## About this exercise
Reproduce every record precisely, leaving no line out.

## Records shown
BEGIN
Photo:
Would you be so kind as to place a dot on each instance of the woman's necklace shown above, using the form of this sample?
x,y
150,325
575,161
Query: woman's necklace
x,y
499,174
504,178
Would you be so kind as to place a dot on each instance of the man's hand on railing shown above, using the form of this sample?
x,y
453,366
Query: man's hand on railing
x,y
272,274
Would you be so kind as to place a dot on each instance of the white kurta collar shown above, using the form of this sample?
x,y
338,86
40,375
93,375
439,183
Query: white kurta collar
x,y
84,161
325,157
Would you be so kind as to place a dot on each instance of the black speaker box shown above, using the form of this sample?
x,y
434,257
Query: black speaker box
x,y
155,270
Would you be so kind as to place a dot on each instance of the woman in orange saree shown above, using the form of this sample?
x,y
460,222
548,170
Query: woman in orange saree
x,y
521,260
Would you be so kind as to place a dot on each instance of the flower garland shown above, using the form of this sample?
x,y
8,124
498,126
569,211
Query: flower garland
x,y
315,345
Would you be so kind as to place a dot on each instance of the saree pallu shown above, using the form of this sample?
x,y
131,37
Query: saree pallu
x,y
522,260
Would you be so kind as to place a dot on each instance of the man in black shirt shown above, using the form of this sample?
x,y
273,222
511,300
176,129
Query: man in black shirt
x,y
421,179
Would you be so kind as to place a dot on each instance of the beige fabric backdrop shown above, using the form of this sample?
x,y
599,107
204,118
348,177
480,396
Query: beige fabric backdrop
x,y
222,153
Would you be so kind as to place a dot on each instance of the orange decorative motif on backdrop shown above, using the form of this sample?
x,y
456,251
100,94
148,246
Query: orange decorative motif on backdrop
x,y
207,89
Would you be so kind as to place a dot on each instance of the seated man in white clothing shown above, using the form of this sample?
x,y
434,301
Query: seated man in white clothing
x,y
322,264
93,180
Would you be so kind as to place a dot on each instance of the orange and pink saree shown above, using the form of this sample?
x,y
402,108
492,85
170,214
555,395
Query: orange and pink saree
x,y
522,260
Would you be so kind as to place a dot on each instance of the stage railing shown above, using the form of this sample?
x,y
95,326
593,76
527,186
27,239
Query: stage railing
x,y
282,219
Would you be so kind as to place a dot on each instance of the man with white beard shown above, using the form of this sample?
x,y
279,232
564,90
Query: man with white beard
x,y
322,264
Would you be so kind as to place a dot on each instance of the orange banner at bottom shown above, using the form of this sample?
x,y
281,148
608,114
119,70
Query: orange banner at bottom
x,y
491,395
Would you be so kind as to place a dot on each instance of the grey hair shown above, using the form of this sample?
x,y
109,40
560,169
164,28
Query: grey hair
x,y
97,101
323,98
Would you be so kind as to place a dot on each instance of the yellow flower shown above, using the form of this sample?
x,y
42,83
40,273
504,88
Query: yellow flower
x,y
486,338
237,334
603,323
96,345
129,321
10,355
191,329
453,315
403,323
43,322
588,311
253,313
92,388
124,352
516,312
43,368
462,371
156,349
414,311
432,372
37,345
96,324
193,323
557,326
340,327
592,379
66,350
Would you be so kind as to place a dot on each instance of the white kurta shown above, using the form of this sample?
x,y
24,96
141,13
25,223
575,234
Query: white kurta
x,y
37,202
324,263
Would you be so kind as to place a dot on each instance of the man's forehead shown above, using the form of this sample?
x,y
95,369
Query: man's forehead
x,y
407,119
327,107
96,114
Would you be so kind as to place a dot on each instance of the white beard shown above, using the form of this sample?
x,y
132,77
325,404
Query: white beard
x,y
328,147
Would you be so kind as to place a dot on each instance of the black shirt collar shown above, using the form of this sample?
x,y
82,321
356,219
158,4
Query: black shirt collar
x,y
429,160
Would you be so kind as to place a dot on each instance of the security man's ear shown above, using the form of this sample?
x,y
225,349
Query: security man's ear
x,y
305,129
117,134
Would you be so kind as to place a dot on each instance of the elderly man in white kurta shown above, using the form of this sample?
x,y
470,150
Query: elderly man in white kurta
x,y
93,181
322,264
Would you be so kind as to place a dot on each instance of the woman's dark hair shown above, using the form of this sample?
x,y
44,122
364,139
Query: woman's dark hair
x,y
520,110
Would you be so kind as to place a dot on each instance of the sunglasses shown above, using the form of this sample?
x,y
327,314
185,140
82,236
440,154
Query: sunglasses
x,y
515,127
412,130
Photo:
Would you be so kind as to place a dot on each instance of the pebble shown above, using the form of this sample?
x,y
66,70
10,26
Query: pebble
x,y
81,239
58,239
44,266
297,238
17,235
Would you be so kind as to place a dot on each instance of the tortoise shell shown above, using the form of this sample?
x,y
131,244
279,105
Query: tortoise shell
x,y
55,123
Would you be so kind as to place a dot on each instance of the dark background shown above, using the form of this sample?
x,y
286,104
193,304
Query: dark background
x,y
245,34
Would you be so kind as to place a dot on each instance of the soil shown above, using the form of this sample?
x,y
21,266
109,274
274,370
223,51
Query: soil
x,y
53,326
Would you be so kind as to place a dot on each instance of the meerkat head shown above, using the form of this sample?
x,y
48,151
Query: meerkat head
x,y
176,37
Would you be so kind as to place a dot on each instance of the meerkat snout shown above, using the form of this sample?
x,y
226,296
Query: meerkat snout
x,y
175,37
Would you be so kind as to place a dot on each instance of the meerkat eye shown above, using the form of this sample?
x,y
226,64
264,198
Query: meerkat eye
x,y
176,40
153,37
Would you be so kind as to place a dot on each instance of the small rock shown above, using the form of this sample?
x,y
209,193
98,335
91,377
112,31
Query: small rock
END
## Answer space
Photo:
Would you be so kind as to place a dot on each instance of the woman's necklace shown above, using the form of this sample?
x,y
150,325
575,161
Query: woman's necklace
x,y
499,174
504,178
Would you be so kind as to place a dot on each instance of the man's hand on railing shown above, using the form of this sample?
x,y
453,366
Query: man's hand on railing
x,y
272,274
Would you be so kind as to place a dot on each instance of the white kurta collar shown above, using the form of this sample?
x,y
338,86
40,375
93,375
439,183
Query: white kurta collar
x,y
84,161
325,157
Would you be so kind as to place a dot on each instance of the black speaker box shown above, using the form of this sample?
x,y
434,257
Query: black speaker box
x,y
155,270
Would you be so kind as to place a dot on each instance of the woman in orange saree shown above, using the form of this sample?
x,y
460,222
548,170
Query: woman in orange saree
x,y
521,260
Would you be so kind as to place a dot on each instance of the flower garland shown above, using the form of this sample?
x,y
8,124
498,126
569,211
Query: flower garland
x,y
315,345
Would you be so kind as to place a dot on each instance of the saree pallu shown above, using the form of this sample?
x,y
131,37
Query: saree pallu
x,y
522,260
Would you be so kind as to place a dot on each instance of the man in black shirt shown above, using the form of this sample?
x,y
273,222
511,300
176,129
Query: man in black shirt
x,y
421,179
Would you be so kind as to place a dot on each instance of the beige fabric backdrop shown above, using the form of this sample?
x,y
599,107
204,118
348,177
480,396
Query: beige fabric backdrop
x,y
222,153
Would you be so kind as to place a dot on each instance of the orange decorative motif on backdrop shown above, using the form of this sample?
x,y
456,251
100,94
148,246
Query: orange decorative motif on backdrop
x,y
207,89
Would you be so kind as to place a dot on each instance of the seated man in white clothing shown above, using the form of this sample?
x,y
434,301
Query: seated man in white clothing
x,y
322,264
93,180
Would you be so kind as to place a dot on each instance of the orange and pink saree shown above, using the form of this sample?
x,y
402,108
492,85
170,214
555,395
Query: orange and pink saree
x,y
522,260
Would you be so kind as to place a dot on each instance of the stage railing shown above, using the form of this sample?
x,y
95,326
593,76
527,186
27,239
Query: stage railing
x,y
282,219
Would you be so kind as to place a dot on each instance of the man with white beard shown above, using the form of this sample?
x,y
279,232
564,90
Query: man with white beard
x,y
322,264
Would you be so kind as to place a dot on each instance of the orange banner at bottom shown above, using the form of this sample?
x,y
281,148
608,114
119,70
Query: orange banner at bottom
x,y
491,395
Would you be so kind as to place a dot on each instance of the grey hair shown above, using the form of this sample?
x,y
109,40
560,169
164,28
Query: grey hair
x,y
97,101
323,98
Would you be so kind as to place a dot on each instance of the yellow flower shown above, using the form of this sample?
x,y
42,83
40,273
504,88
Query: yellow flower
x,y
486,338
237,334
603,323
96,345
129,321
10,355
191,329
453,315
403,323
43,322
588,311
253,313
92,388
124,352
516,312
43,368
462,371
156,349
414,311
432,372
37,345
96,324
193,323
557,326
340,327
592,379
66,350
Would you be so kind as to place a dot on each instance of the white kurta shown above, using the form of this sample?
x,y
24,96
141,13
25,223
575,234
Query: white kurta
x,y
37,202
324,263
Would you be so kind as to place a dot on each instance of the man's forehead shown above, using the form of this sample?
x,y
95,369
Query: man's forehead
x,y
407,119
327,107
96,114
Would you be so kind as to place a dot on each instance of the white beard shown above, using the form of this sample?
x,y
132,77
325,404
Query: white beard
x,y
328,147
Would you be so kind as to place a dot on each instance of the black shirt collar shown above, using the form of this sample?
x,y
82,321
356,219
158,4
Query: black shirt collar
x,y
429,160
Would you be so kind as to place a dot on each instance of the security man's ear shown above, using the form of this sample?
x,y
225,349
Query: security man's ear
x,y
305,129
117,134
Would you be so kind as to place a dot on each instance of the elderly man in white kurta shown above, using the form of this sample?
x,y
470,150
Query: elderly man in white kurta
x,y
93,181
322,264
Would you be so kind as to place a dot on each instance of the woman's dark hair shown above, using the form of this sample?
x,y
44,122
364,139
Query: woman's dark hair
x,y
520,110
Would you be so kind as to place a dot on each instance of the sunglasses shown above, using the form of this sample?
x,y
327,314
185,140
82,236
440,154
Query: sunglasses
x,y
515,127
412,130
Photo:
Would you be so kind as to place a dot on each instance of the pebble shown above, using the form of this sample?
x,y
66,70
10,26
Query: pebble
x,y
81,239
58,239
44,266
297,238
17,235
Would you be so kind as to place a dot on each instance of the tortoise shell shown above, using the form of this sample?
x,y
131,244
279,105
Query: tortoise shell
x,y
55,123
Would you be so kind as to place a dot on each instance of the dark background shown above, using the form of this sample?
x,y
286,104
193,304
Query: dark background
x,y
245,34
Would you be so kind as to place a dot on each instance of the soil shown above, using the form of this sample?
x,y
21,266
109,274
274,370
223,51
Query: soil
x,y
53,326
Would you be so kind as to place a dot on each instance of the meerkat head shown above, using the form of this sample?
x,y
48,151
Query: meerkat head
x,y
176,37
Would you be so kind as to place a dot on each instance of the meerkat snout shown above, using the form of this sample?
x,y
226,296
Query: meerkat snout
x,y
175,37
Would you be so kind as to place a dot on each instance of the meerkat eye shown above, using the form of this sample?
x,y
226,64
264,198
Query: meerkat eye
x,y
176,40
153,37
Would you be so kind as to place a dot on each instance of the small rock shown above, using the form of this sample?
x,y
209,193
98,335
91,377
112,31
Query: small rock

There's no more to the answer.